**LA CONSIGNE:** Continuez le récit du concert de Prince au Zénith à la suite de sa dernière phrase.

**TEXTE DU DOCUMENT:**
Le premier quart d’heure du show est réellement magique : Prince est partout, il virevolte, tourne sur lui-même, multiplie les pas de danse, les sauts et les grands écarts, fait participer le public… Les titres s’enchainent à une vitesse folle et on a le sentiment que tout va beaucoup trop vite. Il se passe trop de choses en même temps et on ne sait plus ce qu’il faut retenir : le groupe, qui délivre un set magistral, ou ce chanteur que l’on voit pour la première fois « en vrai » et vers lequel convergent 6 000 paires d’yeux écarquillés.
Tout au long du spectacle, Prince va complètement se déchainer et donner le meilleur de lui même. Comme l’ont expliqué Wendy And Lisa dans des interviews ultérieures, le groupe pensait que Paris allait être la date la plus difficile de la tournée. En gros, l’appréhension était la même du côté du public et du côté de Prince ! La réception du public fut exemplaire, et ce n’est rien de le dire: une véritable histoire d’amour s’est alors construite entre Prince et Paris, ce qui a conduit notre artiste à louer un appartement à Paris avenue Foch et à y revenir régulièrement incognito.
La foule du Zénith n’a pas laissé une seule minute de répit à Prince et à son groupe, qui avaient prévu de déployer l’artillerie lourde pour faire bouger le public : au milieu du show (durant l’intro de 17 Days) il annonce que ce show est enregistré et servira pour un album live ! Ce projet n’a pas vu le jour mais un morceau spécialement composé pour Paris, It’s Gonna Be A Beautiful Night, se retrouvera sur l’album Sign O The Times avec un remerciement aux « 6 000 merveilleux parisiens ». Il faut préciser que le jour du concert, ce titre était un instrumental, et ni Jill Jones ni Sheila E n’étaient à Paris, les voix ont été ajoutées en post-production.
Le show se termine par Kiss puis un Purple Rain magique avec une salle bougeant de gauche à droite avec les briquets allumés.

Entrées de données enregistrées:
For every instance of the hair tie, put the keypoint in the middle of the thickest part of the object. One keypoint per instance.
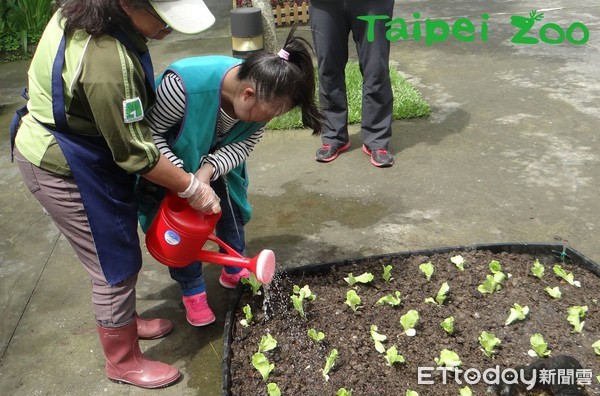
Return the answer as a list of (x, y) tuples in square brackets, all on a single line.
[(283, 54)]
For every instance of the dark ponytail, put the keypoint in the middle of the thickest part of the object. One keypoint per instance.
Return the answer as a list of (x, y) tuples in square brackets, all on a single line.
[(96, 17), (276, 77)]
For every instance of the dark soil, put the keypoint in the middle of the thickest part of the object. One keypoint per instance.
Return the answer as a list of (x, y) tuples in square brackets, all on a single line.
[(299, 361)]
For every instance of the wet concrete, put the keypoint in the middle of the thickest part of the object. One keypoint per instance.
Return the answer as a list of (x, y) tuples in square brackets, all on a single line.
[(510, 154)]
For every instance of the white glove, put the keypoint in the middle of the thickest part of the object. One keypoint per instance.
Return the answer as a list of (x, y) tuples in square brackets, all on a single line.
[(201, 196)]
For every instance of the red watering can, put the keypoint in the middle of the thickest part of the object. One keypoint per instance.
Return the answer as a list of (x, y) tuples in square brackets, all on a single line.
[(178, 233)]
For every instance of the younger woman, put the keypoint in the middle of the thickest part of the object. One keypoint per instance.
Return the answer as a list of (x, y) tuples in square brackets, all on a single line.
[(210, 113)]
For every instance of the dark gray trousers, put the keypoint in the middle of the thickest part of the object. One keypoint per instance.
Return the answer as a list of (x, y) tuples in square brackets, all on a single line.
[(331, 22)]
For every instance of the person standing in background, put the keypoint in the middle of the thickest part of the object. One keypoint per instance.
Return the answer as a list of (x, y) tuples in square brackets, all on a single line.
[(331, 22)]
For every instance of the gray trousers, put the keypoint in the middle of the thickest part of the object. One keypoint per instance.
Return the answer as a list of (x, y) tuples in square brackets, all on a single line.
[(114, 306), (331, 22)]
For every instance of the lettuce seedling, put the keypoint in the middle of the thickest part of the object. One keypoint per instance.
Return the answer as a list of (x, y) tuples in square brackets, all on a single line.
[(378, 339), (489, 342), (495, 266), (254, 284), (517, 313), (596, 346), (316, 336), (448, 358), (392, 356), (575, 314), (365, 278), (329, 363), (267, 343), (409, 321), (441, 295), (540, 348), (261, 363), (427, 269), (448, 325), (554, 292), (567, 276), (248, 312), (537, 269), (387, 273), (458, 261), (492, 283), (273, 389), (301, 294), (352, 300), (394, 300)]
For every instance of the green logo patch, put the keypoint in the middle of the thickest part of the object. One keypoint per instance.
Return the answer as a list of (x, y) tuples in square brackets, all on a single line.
[(132, 110)]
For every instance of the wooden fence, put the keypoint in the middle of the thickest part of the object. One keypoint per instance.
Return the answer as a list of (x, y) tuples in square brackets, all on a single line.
[(289, 15)]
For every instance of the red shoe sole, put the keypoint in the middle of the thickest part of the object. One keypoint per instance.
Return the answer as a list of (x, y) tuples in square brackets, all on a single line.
[(340, 150)]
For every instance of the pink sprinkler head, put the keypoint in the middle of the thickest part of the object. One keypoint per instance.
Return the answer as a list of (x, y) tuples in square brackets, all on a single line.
[(264, 266)]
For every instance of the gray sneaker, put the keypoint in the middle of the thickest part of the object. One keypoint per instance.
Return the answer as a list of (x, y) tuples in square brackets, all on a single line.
[(381, 158), (328, 153)]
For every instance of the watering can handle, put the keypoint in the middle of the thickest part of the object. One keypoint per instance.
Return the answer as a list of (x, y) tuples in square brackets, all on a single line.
[(223, 245)]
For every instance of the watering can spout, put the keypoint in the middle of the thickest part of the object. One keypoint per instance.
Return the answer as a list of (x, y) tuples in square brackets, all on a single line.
[(178, 233)]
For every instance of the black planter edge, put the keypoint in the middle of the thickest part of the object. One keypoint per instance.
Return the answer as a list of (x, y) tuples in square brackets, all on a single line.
[(537, 250)]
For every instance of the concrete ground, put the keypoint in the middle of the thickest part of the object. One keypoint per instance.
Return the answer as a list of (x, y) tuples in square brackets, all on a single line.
[(510, 154)]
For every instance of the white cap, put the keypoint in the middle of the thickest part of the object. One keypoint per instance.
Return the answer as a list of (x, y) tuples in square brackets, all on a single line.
[(185, 16)]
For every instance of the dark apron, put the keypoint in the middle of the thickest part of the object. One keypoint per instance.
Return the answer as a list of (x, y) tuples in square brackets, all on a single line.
[(106, 189)]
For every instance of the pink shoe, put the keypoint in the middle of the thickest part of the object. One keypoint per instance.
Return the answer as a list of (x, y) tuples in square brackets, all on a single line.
[(197, 311), (230, 281)]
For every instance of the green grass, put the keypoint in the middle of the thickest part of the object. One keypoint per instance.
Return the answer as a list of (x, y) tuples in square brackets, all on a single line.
[(408, 102)]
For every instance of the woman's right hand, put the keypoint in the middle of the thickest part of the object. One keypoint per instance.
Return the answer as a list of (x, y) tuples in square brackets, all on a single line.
[(201, 196)]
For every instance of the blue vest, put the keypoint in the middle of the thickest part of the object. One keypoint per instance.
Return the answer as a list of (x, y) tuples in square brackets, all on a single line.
[(202, 79)]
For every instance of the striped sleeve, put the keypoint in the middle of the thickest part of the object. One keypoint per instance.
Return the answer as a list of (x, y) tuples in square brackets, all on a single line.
[(232, 155), (167, 112)]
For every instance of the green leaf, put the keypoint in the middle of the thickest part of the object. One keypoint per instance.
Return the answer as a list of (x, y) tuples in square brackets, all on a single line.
[(352, 300), (248, 312), (394, 300), (495, 266), (448, 358), (517, 313), (261, 363), (537, 269), (427, 269), (409, 321), (254, 284), (329, 363), (553, 292), (378, 339), (458, 261), (489, 342), (267, 343), (540, 348), (448, 325)]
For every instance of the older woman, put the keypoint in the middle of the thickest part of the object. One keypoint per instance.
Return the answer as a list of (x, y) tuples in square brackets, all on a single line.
[(84, 140)]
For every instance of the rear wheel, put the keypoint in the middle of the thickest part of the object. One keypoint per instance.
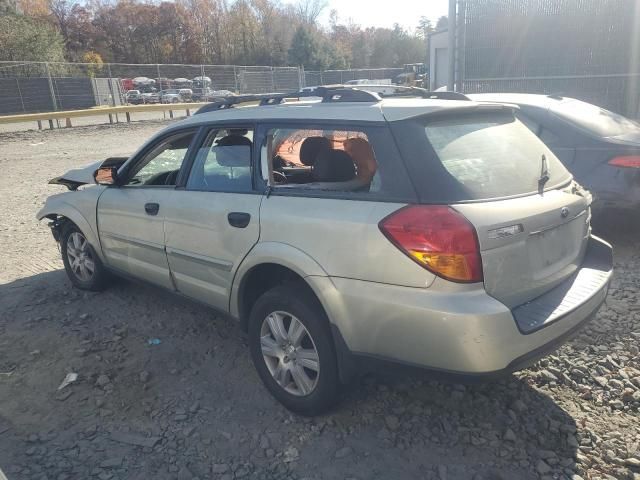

**RÉPONSE FINALE:**
La sortie du concert
A bien des égards nous avons eu droit à une claque magistrale, à un show ultime par un artiste multiformes qui maîtrise l’espace et le son d’une telle manière que nous sommes rassasiés, hébétés, sonnés, et hypnotisés. Les mots ne suffisent plus pour décrire l’émotion que nous avons ressenti. Pendant de nombreuses semaines après cette date du 25 août 1986, il sera impossible d’écouter autre chose que Prince. Tout le reste nous semble insipide, sans âme, fade et insignifiant.
La foule ressort du Zénith en état de choc. Impossible d’expliquer à une tierce personne ce que ce concert a représenté, surtout pour l’adolescent de 15 ans que j’étais alors.
Le lendemain, l’effervescence était sur toutes les radios. Les articles furent dithyrambiques ou à défaut ont fait part de leur incompréhension par rapport au phénomène. Les commentaires furent élogieux. Prince fut immédiatement considéré comme le plus grand showman de la décennie! Et dire qu’il est revenu moins d’un an après… pour Sign O The Times !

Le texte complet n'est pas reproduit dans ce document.